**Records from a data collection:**
-=-=-=-=-
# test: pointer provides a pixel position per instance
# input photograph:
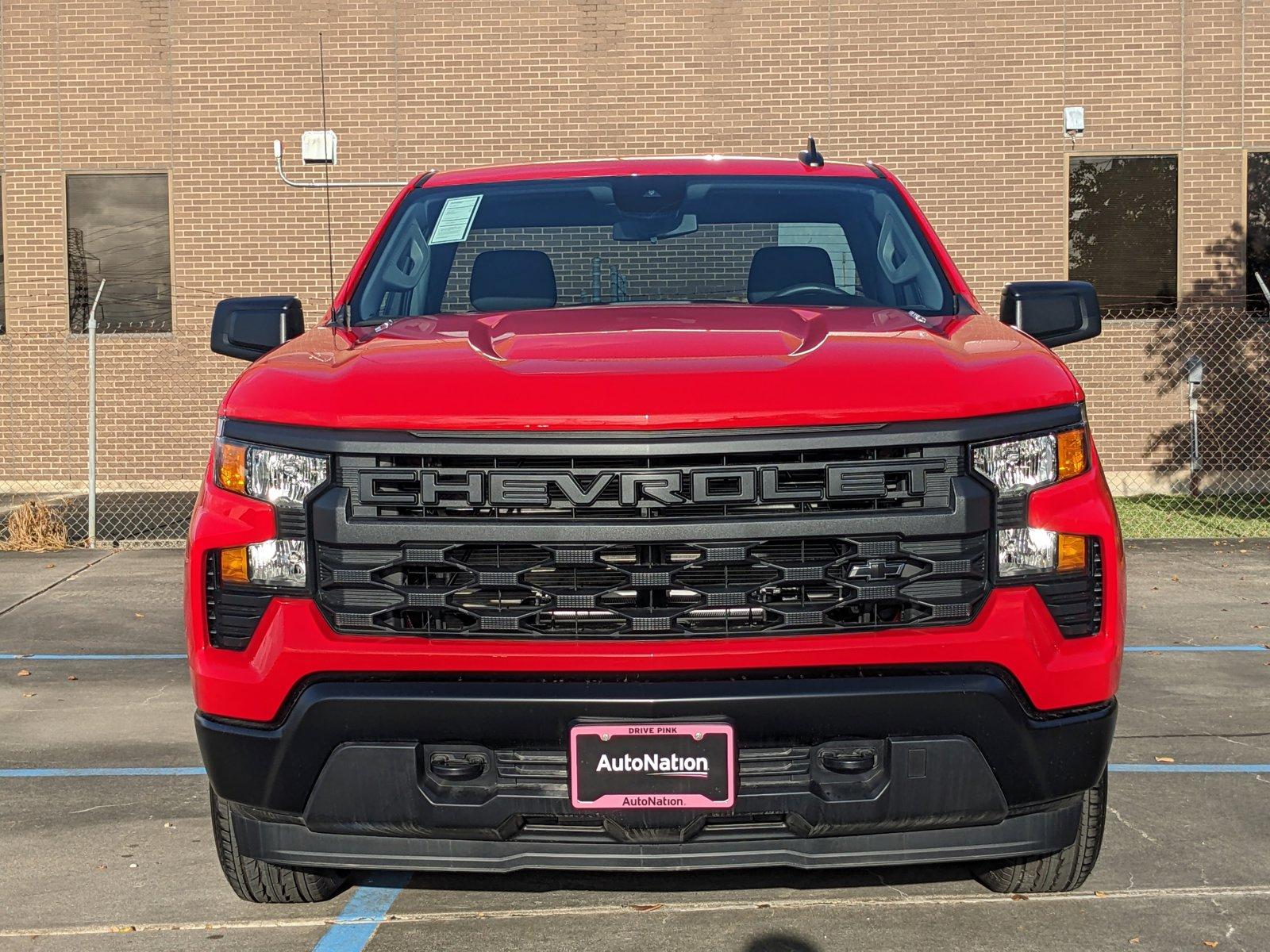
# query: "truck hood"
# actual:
(648, 367)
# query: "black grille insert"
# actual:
(672, 486)
(635, 590)
(1076, 602)
(233, 613)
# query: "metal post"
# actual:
(1194, 371)
(92, 418)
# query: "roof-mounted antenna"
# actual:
(810, 156)
(325, 171)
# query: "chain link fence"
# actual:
(1179, 401)
(156, 397)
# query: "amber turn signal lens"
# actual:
(1071, 554)
(1071, 454)
(234, 565)
(232, 467)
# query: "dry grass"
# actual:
(35, 527)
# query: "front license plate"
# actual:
(652, 766)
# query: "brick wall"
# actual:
(962, 99)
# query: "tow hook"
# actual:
(452, 767)
(854, 761)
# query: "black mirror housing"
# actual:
(1053, 311)
(248, 328)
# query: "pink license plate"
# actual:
(652, 766)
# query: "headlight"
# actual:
(279, 562)
(1039, 551)
(279, 476)
(1020, 465)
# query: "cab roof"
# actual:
(667, 165)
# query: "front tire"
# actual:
(1062, 871)
(260, 881)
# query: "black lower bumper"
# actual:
(960, 771)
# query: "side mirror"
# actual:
(248, 328)
(1052, 311)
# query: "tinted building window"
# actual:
(1123, 228)
(117, 232)
(1259, 228)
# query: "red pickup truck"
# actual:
(656, 514)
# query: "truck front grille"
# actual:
(676, 486)
(639, 590)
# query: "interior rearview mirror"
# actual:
(1052, 311)
(249, 328)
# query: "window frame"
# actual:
(1250, 302)
(1179, 155)
(4, 258)
(171, 249)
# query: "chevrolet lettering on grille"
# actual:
(647, 488)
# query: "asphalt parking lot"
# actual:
(106, 839)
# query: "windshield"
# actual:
(772, 240)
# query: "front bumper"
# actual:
(964, 770)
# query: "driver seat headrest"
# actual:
(512, 279)
(781, 266)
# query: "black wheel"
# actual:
(258, 881)
(1062, 871)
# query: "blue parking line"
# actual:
(22, 772)
(1197, 647)
(368, 908)
(92, 658)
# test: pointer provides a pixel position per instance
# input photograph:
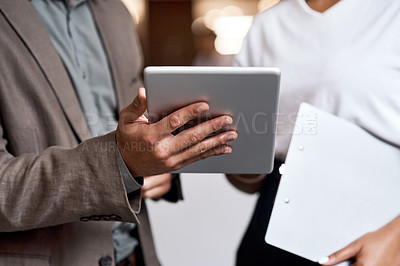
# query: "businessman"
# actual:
(66, 69)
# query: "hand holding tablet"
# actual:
(149, 149)
(248, 95)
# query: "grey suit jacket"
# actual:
(57, 185)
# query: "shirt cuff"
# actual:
(131, 183)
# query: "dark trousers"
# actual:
(253, 250)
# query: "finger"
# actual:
(154, 181)
(180, 117)
(198, 133)
(220, 150)
(136, 109)
(206, 145)
(157, 191)
(344, 254)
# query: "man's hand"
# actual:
(156, 186)
(150, 149)
(381, 247)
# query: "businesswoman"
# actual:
(343, 57)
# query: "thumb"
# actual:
(344, 254)
(136, 109)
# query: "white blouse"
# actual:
(345, 61)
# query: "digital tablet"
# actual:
(249, 95)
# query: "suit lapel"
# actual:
(25, 21)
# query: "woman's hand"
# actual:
(156, 186)
(381, 247)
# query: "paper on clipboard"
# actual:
(340, 182)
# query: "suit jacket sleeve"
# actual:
(63, 185)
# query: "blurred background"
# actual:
(206, 228)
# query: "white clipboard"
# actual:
(339, 183)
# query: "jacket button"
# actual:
(115, 217)
(105, 218)
(95, 218)
(105, 261)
-=-=-=-=-
**What is being asked:**
Extract the entries in full, exactly as they are, minus the pictures.

**The result:**
# test: pointer provides a pixel position per instance
# input photograph:
# query: "truck hood"
# actual:
(648, 367)
# query: "black grille insert"
# actual:
(672, 486)
(635, 590)
(1076, 602)
(233, 613)
# query: "metal post"
# actual:
(1194, 371)
(92, 418)
# query: "roof-mounted antenna"
# actual:
(810, 156)
(325, 171)
# query: "chain link fence"
# actual:
(1179, 401)
(156, 397)
# query: "amber turn signal lens"
# actual:
(1071, 554)
(1071, 454)
(234, 565)
(232, 467)
# query: "dry grass"
# actual:
(35, 527)
# query: "front license plate"
# actual:
(652, 766)
# query: "brick wall"
# actual:
(962, 99)
# query: "tow hook"
# actual:
(452, 767)
(854, 761)
# query: "black mirror housing"
# actual:
(1053, 311)
(248, 328)
# query: "pink license plate"
# actual:
(652, 766)
# query: "headlight"
# actual:
(279, 562)
(1039, 551)
(279, 476)
(1020, 465)
# query: "cab roof"
# actual:
(667, 165)
# query: "front tire"
# actual:
(1062, 871)
(260, 881)
# query: "black lower bumper"
# actual:
(960, 771)
# query: "side mirror"
# actual:
(248, 328)
(1052, 311)
# query: "tinted building window"
# actual:
(1123, 228)
(117, 232)
(1259, 228)
# query: "red pickup truck"
# actual:
(656, 514)
# query: "truck front grille"
# actual:
(676, 486)
(639, 590)
# query: "interior rearview mirror"
# actual:
(1052, 311)
(249, 328)
# query: "window frame"
# actual:
(1250, 302)
(1179, 155)
(4, 258)
(171, 249)
# query: "chevrolet lettering on grille"
# actual:
(647, 488)
# query: "asphalt parking lot"
# actual:
(106, 839)
# query: "windshield"
# actual:
(772, 240)
# query: "front bumper"
# actual:
(964, 770)
# query: "driver seat headrest"
# actual:
(512, 279)
(781, 266)
# query: "black wheel"
# actual:
(258, 881)
(1062, 871)
# query: "blue parking line"
# actual:
(22, 772)
(1197, 647)
(368, 908)
(92, 658)
# test: pointer provides a pixel position per instance
# input photograph:
# query: "businessman"
# actual:
(66, 69)
# query: "hand holding tablet"
# actual:
(149, 149)
(248, 95)
# query: "grey suit jacket"
# actual:
(57, 185)
# query: "shirt cuff"
# actual:
(131, 183)
# query: "dark trousers"
# actual:
(253, 250)
# query: "finger"
# actual:
(154, 181)
(180, 117)
(198, 133)
(220, 150)
(136, 109)
(206, 145)
(157, 191)
(344, 254)
# query: "man's hand"
# actual:
(156, 186)
(150, 149)
(381, 247)
# query: "businesswoman"
# actual:
(343, 57)
# query: "thumb"
# actual:
(344, 254)
(136, 109)
# query: "white blouse"
# actual:
(345, 61)
# query: "digital tablet"
# actual:
(249, 95)
# query: "suit lapel"
# actual:
(25, 21)
# query: "woman's hand"
# actual:
(156, 186)
(381, 247)
# query: "paper on clipboard"
# actual:
(340, 182)
# query: "suit jacket sleeve"
# actual:
(63, 185)
# query: "blurred background"
# actual:
(206, 228)
# query: "white clipboard"
# actual:
(339, 183)
# query: "jacket button"
# actual:
(115, 217)
(105, 218)
(95, 218)
(105, 261)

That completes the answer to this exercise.